PAGE EXCERPT ::

[RFC] Reindex-from-Snapshot (RFS)

[chelma]

What/Why

In this RFC we propose to develop new, standardized tooling that will enable OpenSearch users to more easily move data between platforms and versions. The phrase we’ve been using to describe this approach so far is Reindex-from-Snapshot (RFS). At a high level, the idea is to take a snapshot of the source cluster, pull the source docs directly from the snapshot, and re-ingest them on the target using its REST API. This would add an additional option to the mix of traditional snapshot/restore and using the reindex REST API on the source cluster. It is hoped that this approach will combine many of the best aspects of the two existing methods of data movement while avoiding some of their drawbacks.

What users have asked for this feature?

Many users need to maintain a full copy of historical data in their ES/OS cluster (e.g. the “Search” use-case). For these users, moving to a new cluster entails moving that data, ideally with as little effort and as little impact on the source cluster as possible. Improving the experience for this process will enable users to upgrade their cluster versions more easily and move to new platforms more easily.

What problem are you trying to solve?

DATA SUPPLIED ::
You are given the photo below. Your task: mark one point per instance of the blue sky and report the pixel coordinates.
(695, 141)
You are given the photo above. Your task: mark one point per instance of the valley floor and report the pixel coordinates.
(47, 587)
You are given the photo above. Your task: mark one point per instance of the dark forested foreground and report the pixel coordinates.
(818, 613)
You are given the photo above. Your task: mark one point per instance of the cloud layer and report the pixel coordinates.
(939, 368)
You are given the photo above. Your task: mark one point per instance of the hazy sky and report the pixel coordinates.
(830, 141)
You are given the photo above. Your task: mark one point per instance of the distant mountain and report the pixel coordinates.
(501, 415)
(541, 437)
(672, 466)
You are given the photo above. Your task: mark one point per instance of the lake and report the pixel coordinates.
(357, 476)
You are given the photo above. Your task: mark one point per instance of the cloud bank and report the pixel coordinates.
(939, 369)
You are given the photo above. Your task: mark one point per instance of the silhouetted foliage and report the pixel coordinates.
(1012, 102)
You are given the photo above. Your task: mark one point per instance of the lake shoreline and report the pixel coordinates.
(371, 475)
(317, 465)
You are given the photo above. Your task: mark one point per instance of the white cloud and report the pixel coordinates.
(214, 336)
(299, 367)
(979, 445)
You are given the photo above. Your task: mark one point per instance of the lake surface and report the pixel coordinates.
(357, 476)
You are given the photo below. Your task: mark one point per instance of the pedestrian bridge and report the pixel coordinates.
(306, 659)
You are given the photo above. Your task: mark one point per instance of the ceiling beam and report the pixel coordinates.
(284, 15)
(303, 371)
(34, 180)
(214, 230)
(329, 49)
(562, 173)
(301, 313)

---

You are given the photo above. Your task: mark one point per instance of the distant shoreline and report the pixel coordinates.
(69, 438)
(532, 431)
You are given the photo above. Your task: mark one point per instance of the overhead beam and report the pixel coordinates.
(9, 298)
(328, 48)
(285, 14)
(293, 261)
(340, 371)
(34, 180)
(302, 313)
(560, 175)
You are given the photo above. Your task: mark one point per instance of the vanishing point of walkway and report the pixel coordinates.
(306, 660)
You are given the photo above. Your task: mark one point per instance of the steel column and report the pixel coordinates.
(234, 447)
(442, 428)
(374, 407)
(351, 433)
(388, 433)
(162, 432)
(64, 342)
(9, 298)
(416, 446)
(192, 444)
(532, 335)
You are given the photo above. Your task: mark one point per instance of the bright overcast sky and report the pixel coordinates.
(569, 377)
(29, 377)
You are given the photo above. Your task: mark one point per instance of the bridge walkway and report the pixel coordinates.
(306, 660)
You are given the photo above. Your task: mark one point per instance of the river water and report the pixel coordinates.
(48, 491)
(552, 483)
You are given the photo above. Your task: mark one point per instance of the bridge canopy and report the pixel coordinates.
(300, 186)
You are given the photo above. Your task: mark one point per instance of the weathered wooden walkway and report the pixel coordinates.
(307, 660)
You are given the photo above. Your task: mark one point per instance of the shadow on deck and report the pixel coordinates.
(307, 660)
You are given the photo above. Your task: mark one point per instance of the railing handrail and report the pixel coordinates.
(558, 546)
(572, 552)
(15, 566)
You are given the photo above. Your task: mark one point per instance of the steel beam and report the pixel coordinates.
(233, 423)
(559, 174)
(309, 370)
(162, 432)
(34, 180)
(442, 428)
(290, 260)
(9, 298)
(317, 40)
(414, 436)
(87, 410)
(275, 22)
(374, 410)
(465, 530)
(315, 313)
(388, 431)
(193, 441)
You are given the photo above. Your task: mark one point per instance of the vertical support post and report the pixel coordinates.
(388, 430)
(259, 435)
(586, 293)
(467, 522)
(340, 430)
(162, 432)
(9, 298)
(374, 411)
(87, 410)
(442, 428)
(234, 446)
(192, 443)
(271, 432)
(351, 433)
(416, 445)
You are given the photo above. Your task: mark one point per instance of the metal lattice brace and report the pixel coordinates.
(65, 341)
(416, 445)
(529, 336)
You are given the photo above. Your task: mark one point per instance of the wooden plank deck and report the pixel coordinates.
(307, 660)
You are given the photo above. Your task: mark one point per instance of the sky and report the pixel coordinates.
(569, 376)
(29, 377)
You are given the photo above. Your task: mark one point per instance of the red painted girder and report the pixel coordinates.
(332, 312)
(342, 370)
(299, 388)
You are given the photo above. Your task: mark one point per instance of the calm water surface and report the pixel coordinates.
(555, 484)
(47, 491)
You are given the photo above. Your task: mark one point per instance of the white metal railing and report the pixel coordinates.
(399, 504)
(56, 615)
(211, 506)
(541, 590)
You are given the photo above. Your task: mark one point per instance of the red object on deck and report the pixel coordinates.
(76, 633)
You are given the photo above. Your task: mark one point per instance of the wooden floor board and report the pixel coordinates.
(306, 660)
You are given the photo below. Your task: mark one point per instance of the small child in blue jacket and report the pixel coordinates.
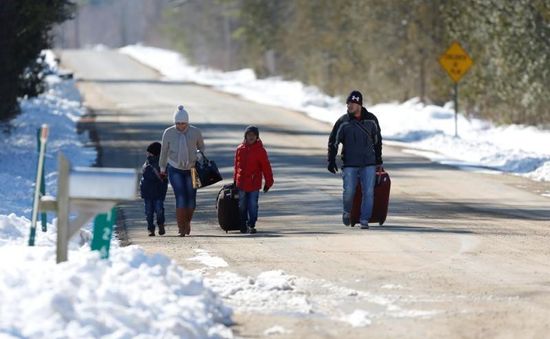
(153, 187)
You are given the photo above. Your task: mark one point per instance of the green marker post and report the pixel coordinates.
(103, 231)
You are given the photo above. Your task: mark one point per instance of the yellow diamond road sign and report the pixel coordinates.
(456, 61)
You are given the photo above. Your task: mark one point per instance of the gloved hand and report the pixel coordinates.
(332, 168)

==

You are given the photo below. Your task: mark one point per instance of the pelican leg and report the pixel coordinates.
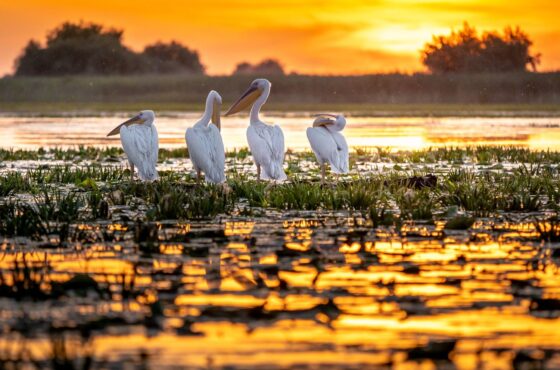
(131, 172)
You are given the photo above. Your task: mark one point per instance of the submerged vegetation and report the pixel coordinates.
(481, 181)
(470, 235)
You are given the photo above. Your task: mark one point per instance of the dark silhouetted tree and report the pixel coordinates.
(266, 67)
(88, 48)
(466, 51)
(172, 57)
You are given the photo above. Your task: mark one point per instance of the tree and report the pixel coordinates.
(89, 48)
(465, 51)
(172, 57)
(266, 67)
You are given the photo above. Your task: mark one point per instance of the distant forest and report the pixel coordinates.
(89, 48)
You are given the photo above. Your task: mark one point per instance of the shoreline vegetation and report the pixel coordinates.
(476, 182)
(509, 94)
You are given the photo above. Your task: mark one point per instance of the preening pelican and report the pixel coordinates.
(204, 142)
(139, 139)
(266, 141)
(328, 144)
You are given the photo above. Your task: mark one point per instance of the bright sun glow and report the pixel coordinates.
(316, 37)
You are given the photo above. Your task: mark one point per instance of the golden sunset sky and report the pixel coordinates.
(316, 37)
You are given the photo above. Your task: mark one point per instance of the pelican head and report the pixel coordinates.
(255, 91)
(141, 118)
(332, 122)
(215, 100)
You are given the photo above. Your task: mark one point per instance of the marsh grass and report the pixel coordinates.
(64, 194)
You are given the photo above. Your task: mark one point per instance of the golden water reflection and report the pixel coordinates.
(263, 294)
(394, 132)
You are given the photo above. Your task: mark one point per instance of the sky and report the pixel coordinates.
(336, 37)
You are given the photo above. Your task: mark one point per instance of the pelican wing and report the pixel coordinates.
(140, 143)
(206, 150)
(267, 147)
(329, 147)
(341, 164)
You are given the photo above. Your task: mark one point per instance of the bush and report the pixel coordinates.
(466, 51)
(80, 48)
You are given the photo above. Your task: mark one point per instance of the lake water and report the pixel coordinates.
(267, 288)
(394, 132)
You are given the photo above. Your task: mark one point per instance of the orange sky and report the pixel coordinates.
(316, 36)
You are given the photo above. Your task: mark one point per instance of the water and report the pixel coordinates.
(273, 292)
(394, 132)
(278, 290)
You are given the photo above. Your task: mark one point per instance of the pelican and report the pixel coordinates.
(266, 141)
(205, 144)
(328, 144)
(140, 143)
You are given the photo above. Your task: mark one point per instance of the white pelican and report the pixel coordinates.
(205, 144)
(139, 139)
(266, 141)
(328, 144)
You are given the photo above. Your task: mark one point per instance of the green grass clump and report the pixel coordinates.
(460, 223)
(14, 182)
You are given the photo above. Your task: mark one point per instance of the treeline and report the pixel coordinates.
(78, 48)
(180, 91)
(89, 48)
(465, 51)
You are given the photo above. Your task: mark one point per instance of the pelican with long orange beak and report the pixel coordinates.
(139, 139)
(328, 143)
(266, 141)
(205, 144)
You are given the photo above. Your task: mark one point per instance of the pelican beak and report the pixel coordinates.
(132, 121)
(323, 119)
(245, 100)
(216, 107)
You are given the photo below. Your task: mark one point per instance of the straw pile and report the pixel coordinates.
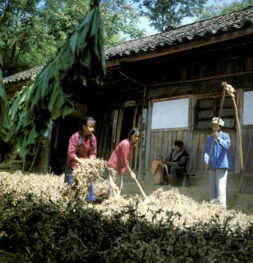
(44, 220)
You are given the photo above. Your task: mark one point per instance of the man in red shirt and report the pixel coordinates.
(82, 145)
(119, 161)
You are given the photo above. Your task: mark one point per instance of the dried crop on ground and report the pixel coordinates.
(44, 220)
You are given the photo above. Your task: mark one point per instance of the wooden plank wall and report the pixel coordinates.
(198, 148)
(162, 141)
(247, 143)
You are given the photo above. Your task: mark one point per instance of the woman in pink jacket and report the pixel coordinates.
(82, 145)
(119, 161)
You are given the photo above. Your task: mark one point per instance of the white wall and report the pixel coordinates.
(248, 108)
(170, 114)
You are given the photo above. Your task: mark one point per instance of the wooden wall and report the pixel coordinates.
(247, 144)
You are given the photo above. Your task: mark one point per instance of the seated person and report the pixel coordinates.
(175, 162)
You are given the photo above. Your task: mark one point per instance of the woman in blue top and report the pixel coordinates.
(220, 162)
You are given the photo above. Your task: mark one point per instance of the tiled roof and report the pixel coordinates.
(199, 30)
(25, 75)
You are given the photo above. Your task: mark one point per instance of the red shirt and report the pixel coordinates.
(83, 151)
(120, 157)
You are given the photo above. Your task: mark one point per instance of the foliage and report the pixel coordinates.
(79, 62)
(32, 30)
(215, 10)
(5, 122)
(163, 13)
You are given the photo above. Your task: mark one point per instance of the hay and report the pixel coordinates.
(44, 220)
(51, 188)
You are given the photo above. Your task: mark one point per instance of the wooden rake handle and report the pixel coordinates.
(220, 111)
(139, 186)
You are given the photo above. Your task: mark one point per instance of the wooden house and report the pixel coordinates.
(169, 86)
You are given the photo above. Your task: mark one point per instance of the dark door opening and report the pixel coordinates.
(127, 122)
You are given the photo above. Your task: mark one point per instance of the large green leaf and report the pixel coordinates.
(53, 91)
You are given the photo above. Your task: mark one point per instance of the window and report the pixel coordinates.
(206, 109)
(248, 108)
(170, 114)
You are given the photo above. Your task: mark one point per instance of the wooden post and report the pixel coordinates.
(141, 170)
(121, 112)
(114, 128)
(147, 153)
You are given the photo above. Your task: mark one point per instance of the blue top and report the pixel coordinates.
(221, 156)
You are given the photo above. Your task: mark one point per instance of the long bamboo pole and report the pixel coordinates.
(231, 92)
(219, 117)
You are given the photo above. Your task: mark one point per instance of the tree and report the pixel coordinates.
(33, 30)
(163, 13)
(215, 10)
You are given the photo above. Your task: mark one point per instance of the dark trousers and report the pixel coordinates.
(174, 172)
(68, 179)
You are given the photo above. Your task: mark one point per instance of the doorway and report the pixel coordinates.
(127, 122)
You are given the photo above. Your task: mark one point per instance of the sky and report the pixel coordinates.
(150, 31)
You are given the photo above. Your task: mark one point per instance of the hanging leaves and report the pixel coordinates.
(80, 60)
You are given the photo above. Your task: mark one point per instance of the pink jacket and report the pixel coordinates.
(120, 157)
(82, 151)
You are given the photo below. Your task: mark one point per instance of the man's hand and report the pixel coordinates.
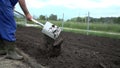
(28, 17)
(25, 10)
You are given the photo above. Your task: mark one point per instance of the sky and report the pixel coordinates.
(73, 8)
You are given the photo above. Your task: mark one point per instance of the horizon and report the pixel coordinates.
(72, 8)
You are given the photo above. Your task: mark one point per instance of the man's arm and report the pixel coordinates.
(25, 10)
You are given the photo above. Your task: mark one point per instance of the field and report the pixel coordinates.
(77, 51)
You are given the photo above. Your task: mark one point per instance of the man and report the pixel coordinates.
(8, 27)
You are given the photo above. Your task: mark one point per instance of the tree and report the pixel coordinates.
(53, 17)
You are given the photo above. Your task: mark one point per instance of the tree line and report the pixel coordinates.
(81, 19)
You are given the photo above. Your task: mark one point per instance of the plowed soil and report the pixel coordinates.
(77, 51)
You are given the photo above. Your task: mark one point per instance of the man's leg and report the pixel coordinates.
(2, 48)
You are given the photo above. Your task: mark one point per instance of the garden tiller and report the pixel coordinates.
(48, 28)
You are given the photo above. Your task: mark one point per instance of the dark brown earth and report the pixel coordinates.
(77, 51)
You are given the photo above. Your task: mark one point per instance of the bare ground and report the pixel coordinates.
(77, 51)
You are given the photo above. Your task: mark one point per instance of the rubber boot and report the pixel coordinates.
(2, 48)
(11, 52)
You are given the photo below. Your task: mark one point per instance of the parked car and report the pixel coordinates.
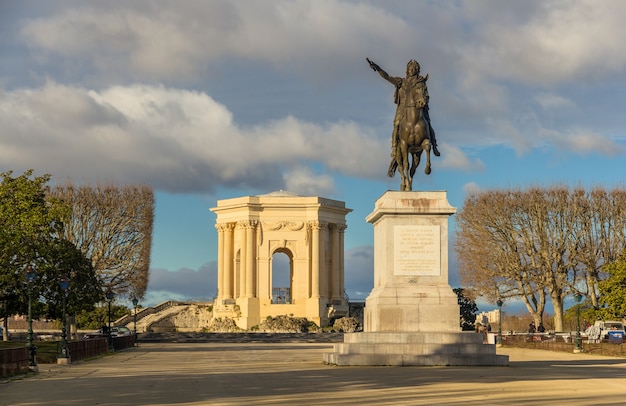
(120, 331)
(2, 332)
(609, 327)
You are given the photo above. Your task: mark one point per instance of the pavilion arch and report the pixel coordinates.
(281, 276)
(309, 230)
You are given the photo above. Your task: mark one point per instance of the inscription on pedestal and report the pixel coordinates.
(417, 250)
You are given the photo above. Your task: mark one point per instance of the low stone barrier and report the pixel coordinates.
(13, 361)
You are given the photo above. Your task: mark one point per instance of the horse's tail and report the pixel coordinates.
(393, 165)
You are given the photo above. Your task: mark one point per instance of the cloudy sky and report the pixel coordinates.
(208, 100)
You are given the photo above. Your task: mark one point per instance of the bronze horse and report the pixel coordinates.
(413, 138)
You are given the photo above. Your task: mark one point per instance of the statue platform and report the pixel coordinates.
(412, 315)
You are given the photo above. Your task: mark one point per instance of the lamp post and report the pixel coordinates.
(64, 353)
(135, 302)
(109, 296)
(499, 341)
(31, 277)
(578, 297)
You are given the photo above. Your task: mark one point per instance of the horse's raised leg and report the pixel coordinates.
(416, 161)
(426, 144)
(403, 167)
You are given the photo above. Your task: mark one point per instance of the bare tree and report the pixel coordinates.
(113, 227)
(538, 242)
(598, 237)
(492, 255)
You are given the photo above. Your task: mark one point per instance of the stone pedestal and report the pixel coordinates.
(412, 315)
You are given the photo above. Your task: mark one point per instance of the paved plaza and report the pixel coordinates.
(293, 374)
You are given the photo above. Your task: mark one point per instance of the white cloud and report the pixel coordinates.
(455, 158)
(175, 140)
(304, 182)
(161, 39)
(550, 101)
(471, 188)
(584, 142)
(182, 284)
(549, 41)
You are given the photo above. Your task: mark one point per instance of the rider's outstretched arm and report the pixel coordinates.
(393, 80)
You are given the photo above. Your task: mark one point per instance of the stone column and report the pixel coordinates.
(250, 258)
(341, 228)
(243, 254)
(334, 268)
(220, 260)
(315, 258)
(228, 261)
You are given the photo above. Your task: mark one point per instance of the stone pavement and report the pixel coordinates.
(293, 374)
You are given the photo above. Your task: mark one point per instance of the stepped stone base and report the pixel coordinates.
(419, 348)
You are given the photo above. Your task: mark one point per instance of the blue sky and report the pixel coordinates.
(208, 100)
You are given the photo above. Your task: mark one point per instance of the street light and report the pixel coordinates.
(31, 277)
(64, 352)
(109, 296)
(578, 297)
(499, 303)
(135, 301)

TASKS AND EXERCISES ::
1. Reproduce word for word the part of the Reindex-from-Snapshot RFC between "What users have" and "trying to solve?", inclusive.
2. Resume the Reindex-from-Snapshot RFC from the point where it ends.

RESPONSES PER TASK ::
1.
What users have asked for this feature?

Many users need to maintain a full copy of historical data in their ES/OS cluster (e.g. the “Search” use-case). For these users, moving to a new cluster entails moving that data, ideally with as little effort and as little impact on the source cluster as possible. Improving the experience for this process will enable users to upgrade their cluster versions more easily and move to new platforms more easily.

What problem are you trying to solve?

2.
When moving historical data from a source cluster to a target cluster, there are two broad aspects that need to be considered: (1) moving the data to the target efficiently and (2) ensuring the moved data is usable on the target. (2) is especially important when the target cluster’s ES/OS major version does not match the source cluster. The two existing data movement solutions both have tradeoffs with regards to these aspects, which we will briefly explore below.

The goal of this proposal is to have a data movement solution that is both efficient and able to ensure the data is usable on the target, even if the target is beyond the Lucene backwards compatibility limit.

Existing Solution: Snapshot/Restore

Snapshot/Restore makes a copy of the source cluster at the filesystem level and packs the copy into format that can be more easily stored where the user desires (on disk, in network storage, in the cloud, etc). When the user wants to restore the copy, the target cluster has its nodes retrieve the portions of the snapshot relevant to them, unpack them locally, and load them via Lucene. The data in the snapshot is not re-ingested by ES/OS.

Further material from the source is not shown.